**Point-based annotation data**
########

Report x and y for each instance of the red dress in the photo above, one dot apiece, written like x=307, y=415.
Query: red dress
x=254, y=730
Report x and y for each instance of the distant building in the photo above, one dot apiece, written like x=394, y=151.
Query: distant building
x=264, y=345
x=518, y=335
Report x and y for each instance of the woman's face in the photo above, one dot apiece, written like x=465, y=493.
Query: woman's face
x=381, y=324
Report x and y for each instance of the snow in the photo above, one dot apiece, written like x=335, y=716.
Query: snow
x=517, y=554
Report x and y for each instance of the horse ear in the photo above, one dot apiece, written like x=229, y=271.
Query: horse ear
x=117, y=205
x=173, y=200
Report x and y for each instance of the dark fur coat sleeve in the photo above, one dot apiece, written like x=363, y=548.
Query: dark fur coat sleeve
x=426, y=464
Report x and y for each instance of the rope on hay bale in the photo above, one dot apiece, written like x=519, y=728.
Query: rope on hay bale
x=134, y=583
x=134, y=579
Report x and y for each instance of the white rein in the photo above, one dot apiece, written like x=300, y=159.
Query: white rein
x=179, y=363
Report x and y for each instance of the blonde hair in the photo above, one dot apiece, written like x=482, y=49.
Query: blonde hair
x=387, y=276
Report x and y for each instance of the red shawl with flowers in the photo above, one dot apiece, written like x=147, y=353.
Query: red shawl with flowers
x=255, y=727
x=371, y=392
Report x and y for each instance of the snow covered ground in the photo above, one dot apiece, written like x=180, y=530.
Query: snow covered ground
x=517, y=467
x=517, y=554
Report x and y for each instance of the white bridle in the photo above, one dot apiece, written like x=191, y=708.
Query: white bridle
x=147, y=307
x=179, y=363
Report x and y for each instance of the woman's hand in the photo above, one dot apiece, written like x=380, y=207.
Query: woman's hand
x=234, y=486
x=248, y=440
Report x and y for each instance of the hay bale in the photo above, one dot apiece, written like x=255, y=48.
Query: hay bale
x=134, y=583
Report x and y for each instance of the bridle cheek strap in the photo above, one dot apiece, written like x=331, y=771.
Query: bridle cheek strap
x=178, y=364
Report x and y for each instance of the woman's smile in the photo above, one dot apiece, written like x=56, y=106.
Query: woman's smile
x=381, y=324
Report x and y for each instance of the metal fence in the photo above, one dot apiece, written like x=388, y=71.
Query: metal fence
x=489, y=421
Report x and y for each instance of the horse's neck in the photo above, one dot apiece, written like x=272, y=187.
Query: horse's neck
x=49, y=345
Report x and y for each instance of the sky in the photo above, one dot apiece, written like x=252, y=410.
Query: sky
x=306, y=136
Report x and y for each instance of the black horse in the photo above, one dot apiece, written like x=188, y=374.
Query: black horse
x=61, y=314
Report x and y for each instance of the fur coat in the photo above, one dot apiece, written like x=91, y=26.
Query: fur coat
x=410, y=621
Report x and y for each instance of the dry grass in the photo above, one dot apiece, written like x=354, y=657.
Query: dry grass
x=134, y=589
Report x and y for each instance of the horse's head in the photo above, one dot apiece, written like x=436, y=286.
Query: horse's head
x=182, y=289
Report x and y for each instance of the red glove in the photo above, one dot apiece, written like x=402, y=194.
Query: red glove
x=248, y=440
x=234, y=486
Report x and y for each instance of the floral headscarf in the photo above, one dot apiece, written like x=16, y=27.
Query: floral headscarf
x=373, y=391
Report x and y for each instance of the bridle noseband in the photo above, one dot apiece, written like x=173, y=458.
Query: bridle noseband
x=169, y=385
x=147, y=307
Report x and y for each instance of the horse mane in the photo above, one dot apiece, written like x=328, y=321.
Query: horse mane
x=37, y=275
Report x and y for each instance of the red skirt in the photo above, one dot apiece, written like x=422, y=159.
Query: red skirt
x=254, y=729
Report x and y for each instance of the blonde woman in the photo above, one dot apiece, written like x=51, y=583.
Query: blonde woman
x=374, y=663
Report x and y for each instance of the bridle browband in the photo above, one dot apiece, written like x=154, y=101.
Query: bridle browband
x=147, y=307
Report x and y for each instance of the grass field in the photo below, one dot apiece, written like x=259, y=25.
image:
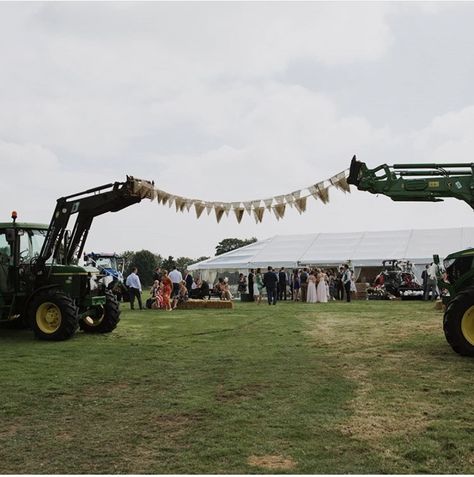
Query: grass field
x=366, y=387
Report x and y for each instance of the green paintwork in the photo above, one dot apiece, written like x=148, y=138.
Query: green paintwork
x=423, y=182
x=416, y=182
x=22, y=225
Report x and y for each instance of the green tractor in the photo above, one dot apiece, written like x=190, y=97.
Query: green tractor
x=433, y=182
x=41, y=285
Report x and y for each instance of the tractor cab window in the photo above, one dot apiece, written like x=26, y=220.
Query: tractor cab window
x=458, y=268
x=105, y=262
x=5, y=254
x=31, y=241
x=4, y=246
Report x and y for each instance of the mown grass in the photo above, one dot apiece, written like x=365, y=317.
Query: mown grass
x=366, y=387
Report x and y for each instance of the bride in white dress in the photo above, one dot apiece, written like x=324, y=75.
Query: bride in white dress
x=321, y=291
x=311, y=296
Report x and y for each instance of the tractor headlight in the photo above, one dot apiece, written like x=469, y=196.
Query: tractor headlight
x=448, y=262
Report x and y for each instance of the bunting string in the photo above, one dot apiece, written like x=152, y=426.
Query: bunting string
x=257, y=207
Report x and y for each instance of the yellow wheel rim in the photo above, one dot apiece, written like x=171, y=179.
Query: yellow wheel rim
x=95, y=319
x=48, y=317
x=467, y=325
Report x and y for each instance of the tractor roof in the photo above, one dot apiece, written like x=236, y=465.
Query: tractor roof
x=23, y=225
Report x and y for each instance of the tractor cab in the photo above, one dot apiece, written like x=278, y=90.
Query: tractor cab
x=20, y=245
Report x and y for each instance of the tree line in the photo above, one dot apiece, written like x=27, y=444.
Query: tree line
x=147, y=261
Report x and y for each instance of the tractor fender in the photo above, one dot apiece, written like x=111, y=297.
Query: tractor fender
x=35, y=292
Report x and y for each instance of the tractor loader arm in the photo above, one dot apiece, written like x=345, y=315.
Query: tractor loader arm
x=87, y=205
x=416, y=182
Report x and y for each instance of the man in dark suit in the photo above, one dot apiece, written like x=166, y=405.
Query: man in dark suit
x=188, y=278
x=270, y=280
x=250, y=280
x=282, y=282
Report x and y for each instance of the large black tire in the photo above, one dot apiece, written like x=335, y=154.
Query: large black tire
x=458, y=323
x=102, y=319
x=53, y=316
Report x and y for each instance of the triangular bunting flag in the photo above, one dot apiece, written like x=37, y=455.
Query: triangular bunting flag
x=296, y=194
x=279, y=210
x=268, y=203
x=165, y=198
x=258, y=212
x=280, y=199
x=179, y=203
x=219, y=210
x=323, y=194
x=239, y=213
x=339, y=181
x=248, y=207
x=199, y=207
x=209, y=207
x=300, y=204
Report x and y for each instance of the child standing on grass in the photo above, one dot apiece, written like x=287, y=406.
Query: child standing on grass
x=258, y=287
x=167, y=288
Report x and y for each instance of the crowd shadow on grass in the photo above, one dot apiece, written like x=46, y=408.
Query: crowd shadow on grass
x=19, y=335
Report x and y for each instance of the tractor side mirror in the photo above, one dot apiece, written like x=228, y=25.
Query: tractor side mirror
x=10, y=235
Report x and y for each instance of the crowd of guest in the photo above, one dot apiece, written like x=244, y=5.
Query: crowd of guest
x=169, y=289
x=311, y=285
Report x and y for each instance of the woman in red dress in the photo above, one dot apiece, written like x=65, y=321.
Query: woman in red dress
x=167, y=288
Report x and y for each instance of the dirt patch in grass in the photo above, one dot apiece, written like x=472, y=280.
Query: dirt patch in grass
x=10, y=430
x=272, y=462
x=401, y=411
x=243, y=393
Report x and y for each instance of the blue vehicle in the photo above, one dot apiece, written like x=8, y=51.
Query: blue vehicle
x=111, y=267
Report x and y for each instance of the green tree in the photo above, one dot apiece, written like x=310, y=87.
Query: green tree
x=168, y=263
x=183, y=262
x=229, y=244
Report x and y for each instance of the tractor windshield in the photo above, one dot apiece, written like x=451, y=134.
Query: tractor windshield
x=107, y=262
x=31, y=241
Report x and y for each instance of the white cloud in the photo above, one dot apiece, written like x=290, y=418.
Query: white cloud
x=192, y=95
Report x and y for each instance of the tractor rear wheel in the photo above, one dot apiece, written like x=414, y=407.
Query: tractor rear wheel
x=102, y=319
x=458, y=323
x=53, y=316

########

Lay out the stretch of the entries from the line containing "Report x and y for each instance of the bride" through the line containing "x=147, y=261" as a JSON list of strings. Give one string per line, include both end lines, and leave out blank lines.

**Expected output**
[
  "Report x and y for each instance of the bride in white dress in the photo above, one dot apiece, written like x=324, y=75.",
  "Query: bride in white dress",
  "x=321, y=291",
  "x=311, y=296",
  "Report x and y for each instance of the tractor headlight in the photo above, one dot apiece, written like x=469, y=196.",
  "Query: tractor headlight",
  "x=448, y=262",
  "Report x and y for each instance of the bunting string in the photo above, one dot apiece, written like x=152, y=426.",
  "Query: bunting string",
  "x=257, y=207",
  "Report x and y for each instance of the yellow wheel rim in the photo above, one dot apiece, written like x=171, y=179.",
  "Query: yellow wheel rim",
  "x=95, y=319",
  "x=48, y=317",
  "x=467, y=325",
  "Report x and y for each instance of the tractor roof in the photo above, one dot apiece, written like x=236, y=465.",
  "Query: tractor roof",
  "x=23, y=225",
  "Report x and y for each instance of the tractor cab in the photo above, one dot apiece, written like x=278, y=90.",
  "Query: tractor cab",
  "x=20, y=245",
  "Report x and y for each instance of the tree line in the photo above, one dot apiece, written like x=27, y=444.",
  "Query: tree line",
  "x=147, y=261"
]